REQUIRED WORK:
Set the data down exactly as it stands, and keep its pictures out.

[Data items]
◇ ◇ ◇ ◇
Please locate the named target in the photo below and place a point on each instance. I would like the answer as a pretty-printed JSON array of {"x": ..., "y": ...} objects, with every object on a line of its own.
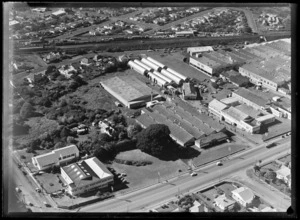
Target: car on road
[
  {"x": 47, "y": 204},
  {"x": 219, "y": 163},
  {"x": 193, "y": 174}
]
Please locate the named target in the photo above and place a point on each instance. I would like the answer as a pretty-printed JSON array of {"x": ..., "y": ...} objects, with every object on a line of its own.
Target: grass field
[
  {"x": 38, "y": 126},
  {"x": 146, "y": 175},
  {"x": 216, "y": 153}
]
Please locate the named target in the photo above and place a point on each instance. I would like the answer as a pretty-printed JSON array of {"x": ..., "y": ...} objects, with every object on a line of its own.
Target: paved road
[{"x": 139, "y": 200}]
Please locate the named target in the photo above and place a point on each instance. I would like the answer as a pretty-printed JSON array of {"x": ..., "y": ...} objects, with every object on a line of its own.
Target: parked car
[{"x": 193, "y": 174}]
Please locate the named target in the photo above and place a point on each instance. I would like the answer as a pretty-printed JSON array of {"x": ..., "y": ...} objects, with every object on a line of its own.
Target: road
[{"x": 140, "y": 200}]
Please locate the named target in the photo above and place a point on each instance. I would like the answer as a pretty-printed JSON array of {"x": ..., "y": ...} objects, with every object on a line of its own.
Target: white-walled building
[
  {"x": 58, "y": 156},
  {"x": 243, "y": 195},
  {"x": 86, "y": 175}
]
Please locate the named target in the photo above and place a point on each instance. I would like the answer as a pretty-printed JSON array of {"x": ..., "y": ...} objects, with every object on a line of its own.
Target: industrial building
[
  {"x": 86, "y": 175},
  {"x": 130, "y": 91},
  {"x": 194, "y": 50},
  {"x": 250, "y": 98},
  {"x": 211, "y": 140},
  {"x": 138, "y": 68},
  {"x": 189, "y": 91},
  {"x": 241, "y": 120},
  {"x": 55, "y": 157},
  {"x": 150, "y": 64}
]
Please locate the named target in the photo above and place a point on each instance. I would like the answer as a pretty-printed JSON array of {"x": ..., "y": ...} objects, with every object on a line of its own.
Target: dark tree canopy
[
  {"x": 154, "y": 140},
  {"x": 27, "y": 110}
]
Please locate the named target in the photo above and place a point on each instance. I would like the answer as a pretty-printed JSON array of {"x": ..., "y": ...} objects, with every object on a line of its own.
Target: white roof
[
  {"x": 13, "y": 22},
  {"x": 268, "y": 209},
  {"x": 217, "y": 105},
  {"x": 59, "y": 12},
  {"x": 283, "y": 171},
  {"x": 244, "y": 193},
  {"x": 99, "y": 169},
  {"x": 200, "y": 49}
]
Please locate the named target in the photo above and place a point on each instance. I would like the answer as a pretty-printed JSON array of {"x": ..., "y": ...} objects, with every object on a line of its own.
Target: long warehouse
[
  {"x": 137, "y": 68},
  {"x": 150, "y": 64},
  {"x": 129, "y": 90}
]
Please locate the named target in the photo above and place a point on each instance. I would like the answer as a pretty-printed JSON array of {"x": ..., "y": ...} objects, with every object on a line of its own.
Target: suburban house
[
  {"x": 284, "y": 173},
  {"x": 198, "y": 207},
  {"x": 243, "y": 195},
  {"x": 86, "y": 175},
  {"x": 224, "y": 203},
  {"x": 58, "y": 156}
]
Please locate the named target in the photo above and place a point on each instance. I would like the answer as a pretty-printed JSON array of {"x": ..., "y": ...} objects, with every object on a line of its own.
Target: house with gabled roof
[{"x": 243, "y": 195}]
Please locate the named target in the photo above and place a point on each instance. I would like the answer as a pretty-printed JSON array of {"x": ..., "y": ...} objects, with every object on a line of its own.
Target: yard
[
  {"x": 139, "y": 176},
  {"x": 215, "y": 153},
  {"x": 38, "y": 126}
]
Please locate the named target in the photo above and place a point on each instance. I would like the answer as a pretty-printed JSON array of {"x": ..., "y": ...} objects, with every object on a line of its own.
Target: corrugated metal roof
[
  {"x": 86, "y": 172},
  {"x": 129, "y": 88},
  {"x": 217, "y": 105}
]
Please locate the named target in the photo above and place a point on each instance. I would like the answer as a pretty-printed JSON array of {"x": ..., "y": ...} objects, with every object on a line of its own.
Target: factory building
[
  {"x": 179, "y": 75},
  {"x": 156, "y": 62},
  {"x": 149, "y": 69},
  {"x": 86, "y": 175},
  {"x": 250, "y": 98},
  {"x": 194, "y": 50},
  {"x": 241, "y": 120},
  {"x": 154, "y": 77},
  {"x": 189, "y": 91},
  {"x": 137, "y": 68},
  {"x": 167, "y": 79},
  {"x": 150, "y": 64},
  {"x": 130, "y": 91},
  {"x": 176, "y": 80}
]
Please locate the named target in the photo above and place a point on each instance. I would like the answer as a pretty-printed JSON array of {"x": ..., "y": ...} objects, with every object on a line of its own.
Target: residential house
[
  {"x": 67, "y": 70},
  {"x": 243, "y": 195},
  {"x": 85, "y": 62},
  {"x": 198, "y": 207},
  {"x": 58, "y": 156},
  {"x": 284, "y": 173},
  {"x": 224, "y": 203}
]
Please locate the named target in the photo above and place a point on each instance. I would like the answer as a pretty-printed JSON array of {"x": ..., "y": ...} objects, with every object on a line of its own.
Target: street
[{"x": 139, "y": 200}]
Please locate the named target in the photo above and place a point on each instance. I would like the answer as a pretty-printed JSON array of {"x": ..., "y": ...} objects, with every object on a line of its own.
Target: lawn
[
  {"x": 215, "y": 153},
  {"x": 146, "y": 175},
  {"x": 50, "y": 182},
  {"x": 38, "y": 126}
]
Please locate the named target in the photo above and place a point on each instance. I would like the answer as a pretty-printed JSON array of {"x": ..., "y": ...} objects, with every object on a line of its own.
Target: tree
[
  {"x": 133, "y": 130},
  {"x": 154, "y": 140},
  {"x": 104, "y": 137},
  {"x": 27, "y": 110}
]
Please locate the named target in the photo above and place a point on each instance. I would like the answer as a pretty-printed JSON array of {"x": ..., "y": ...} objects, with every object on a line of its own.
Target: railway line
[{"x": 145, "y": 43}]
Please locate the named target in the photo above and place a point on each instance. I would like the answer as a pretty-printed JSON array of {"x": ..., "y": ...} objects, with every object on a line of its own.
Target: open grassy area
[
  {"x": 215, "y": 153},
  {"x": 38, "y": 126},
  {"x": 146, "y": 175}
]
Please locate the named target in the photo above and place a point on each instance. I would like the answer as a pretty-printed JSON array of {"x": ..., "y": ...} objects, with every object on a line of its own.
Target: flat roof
◇ ◇ ◇ ◇
YOUR RESPONSE:
Please locate the named target in the photo below and place a point on each instance. I would like the answer as a pretty-printed JSON array of {"x": ..., "y": ...} objects, with every object on a line of its own.
Target: car on road
[
  {"x": 47, "y": 204},
  {"x": 219, "y": 163},
  {"x": 193, "y": 174}
]
Please locate the named target in the photo above and place a point on each instance. I would like the answer as a pretty-printed JSON array of {"x": ..., "y": ...} objects, with every object on a line of its own.
Target: grass field
[
  {"x": 38, "y": 126},
  {"x": 146, "y": 175},
  {"x": 216, "y": 153}
]
Please locate the named target in the photo above and place a point on each instance. I would like the answer as a pretty-printed JSON array of {"x": ..., "y": ...} objects, with every object on a line of its own.
Target: paved road
[{"x": 139, "y": 200}]
Please locate the named target in the photo above and place a point on each instance. I would like the answer as a pretty-printed JSON array of {"x": ..., "y": ...} objects, with every object on a line of its own.
Target: parked car
[{"x": 193, "y": 174}]
Please locate the named target in the photo above and place a point on each instance. I would like the answer as a pretty-printed JSON array of {"x": ..., "y": ...} objects, with every object on a line of its own.
Target: road
[{"x": 140, "y": 200}]
Please locate the named target in the photo above and place a point on each instance. I would like the answer as a pretty-printed JSON array of {"x": ..., "y": ...} objects, with every object on a line of its own.
Target: white-walled building
[
  {"x": 58, "y": 156},
  {"x": 243, "y": 195},
  {"x": 86, "y": 175}
]
Please locate the named target in the photo above and place a point on each instance. I would like the answer as a pretty-printed JSON array of {"x": ..., "y": ...} objects, with every object on a line of its own.
Target: industrial building
[
  {"x": 86, "y": 175},
  {"x": 130, "y": 91},
  {"x": 194, "y": 50},
  {"x": 250, "y": 98},
  {"x": 211, "y": 140},
  {"x": 138, "y": 68},
  {"x": 189, "y": 91},
  {"x": 241, "y": 120},
  {"x": 55, "y": 157},
  {"x": 150, "y": 64}
]
Please locate the named target in the photo above and place a point on each instance. I would like the answer as a pretty-printed JSON array of {"x": ..., "y": ...} objects, with every object on a line of its own.
Target: dark tree canopy
[
  {"x": 154, "y": 140},
  {"x": 27, "y": 110}
]
Please locate the named target in the photo above and place a point on each instance. I would like the answer as a pretty-printed JSON array of {"x": ..., "y": ...} objects, with every object on a line of its own.
Target: white roof
[
  {"x": 13, "y": 22},
  {"x": 268, "y": 209},
  {"x": 217, "y": 105},
  {"x": 59, "y": 12},
  {"x": 283, "y": 171},
  {"x": 244, "y": 193},
  {"x": 99, "y": 169},
  {"x": 200, "y": 49}
]
Please locate the named target in the photo above and place a point on each instance. I would like the answer as a pretty-printed JSON array of {"x": ..., "y": ...} objects, with every object on a line of its own.
Target: long warehouse
[
  {"x": 137, "y": 68},
  {"x": 150, "y": 64},
  {"x": 129, "y": 90}
]
Please locate the named target in the photo above and place a point on each instance. I would like the answer as a pretty-printed JSON array of {"x": ..., "y": ...} objects, with every object on a line of its own.
Target: suburban house
[
  {"x": 284, "y": 173},
  {"x": 198, "y": 207},
  {"x": 243, "y": 195},
  {"x": 86, "y": 175},
  {"x": 224, "y": 203},
  {"x": 58, "y": 156}
]
Please locate the named target in the photo above and place a point on each instance. I would like the answer as a pretty-printed JSON array of {"x": ..., "y": ...} objects, with every object on a line of its own.
Target: house with gabled roof
[{"x": 243, "y": 195}]
Please locate the named target in the photo above and place a point on each instance. I would like the answer as a pretty-printed JSON array of {"x": ..., "y": ...} objects, with every object on a line of its own.
Target: yard
[
  {"x": 139, "y": 176},
  {"x": 215, "y": 153},
  {"x": 38, "y": 126}
]
Please locate the named target in the photo above and place a point on each instance. I would like the answer as a pretty-printed JSON array of {"x": ..., "y": ...} objects, with every object on a line of its own.
Target: corrugated metal roof
[
  {"x": 86, "y": 172},
  {"x": 129, "y": 88},
  {"x": 217, "y": 105}
]
Please locate the named target in the photo above and place a point on each instance. I would like the answer as a pretty-printed JSON array of {"x": ..., "y": ...} objects, with every object on a line of its own.
Target: factory building
[
  {"x": 179, "y": 75},
  {"x": 156, "y": 62},
  {"x": 149, "y": 69},
  {"x": 86, "y": 175},
  {"x": 250, "y": 98},
  {"x": 194, "y": 50},
  {"x": 241, "y": 120},
  {"x": 154, "y": 77},
  {"x": 189, "y": 91},
  {"x": 137, "y": 68},
  {"x": 167, "y": 79},
  {"x": 150, "y": 64},
  {"x": 130, "y": 91},
  {"x": 176, "y": 80}
]
Please locate the named target in the photo above and place a point on each instance. I would like the answer as a pretty-printed JSON array of {"x": ..., "y": ...} objects, with every object on a line of its own.
Target: residential house
[
  {"x": 67, "y": 70},
  {"x": 243, "y": 195},
  {"x": 85, "y": 62},
  {"x": 198, "y": 207},
  {"x": 58, "y": 156},
  {"x": 284, "y": 173},
  {"x": 224, "y": 203}
]
Please locate the named target in the photo above and place a point on each instance. I would like the answer as a pretty-printed JSON array of {"x": ..., "y": ...} objects, with every object on a line of its own.
Target: street
[{"x": 139, "y": 200}]
Please locate the named target in the photo above and place a point on each instance. I would like the answer as a pretty-printed JSON array of {"x": ..., "y": ...} objects, with every object on a line of its own.
Target: lawn
[
  {"x": 215, "y": 153},
  {"x": 146, "y": 175},
  {"x": 50, "y": 182},
  {"x": 38, "y": 126}
]
Please locate the named target in the photo above and place a point on each instance. I would like the answer as a pretty-printed JSON array of {"x": ..., "y": ...} objects, with every object on a line of its own.
Target: tree
[
  {"x": 133, "y": 130},
  {"x": 154, "y": 140},
  {"x": 104, "y": 137},
  {"x": 27, "y": 110}
]
Please locate the named target in the photo above and place a point on each instance. I would like the answer as a pretty-printed JSON array of {"x": ..., "y": ...} objects, with every object on a line of its own.
Target: railway line
[{"x": 145, "y": 43}]
Please locate the named target in the photo above and place a point on each instance. I would like the answer as a pretty-printed JSON array of {"x": ..., "y": ...} objects, with every object on a line of its own.
Target: open grassy area
[
  {"x": 215, "y": 153},
  {"x": 38, "y": 126},
  {"x": 146, "y": 175}
]
Please locate the named target in the photo above and place a point on each instance. I would like the answer as a pretty-printed JSON array of {"x": ..., "y": ...} objects, with every object on a line of its own.
Target: flat roof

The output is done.